__Instruction__. Please substitute "hardwood floor" for "wooden floor" everywhere it occurs in the listing below and reproduce the listing with nothing else altered.

(Point-based annotation data)
*-*-*

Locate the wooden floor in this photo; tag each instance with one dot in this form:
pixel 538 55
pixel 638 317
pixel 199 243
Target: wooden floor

*-*-*

__Result below__.
Locate the hardwood floor in this photo; tag each instance with one dot in this form:
pixel 538 55
pixel 638 317
pixel 199 243
Target: hardwood floor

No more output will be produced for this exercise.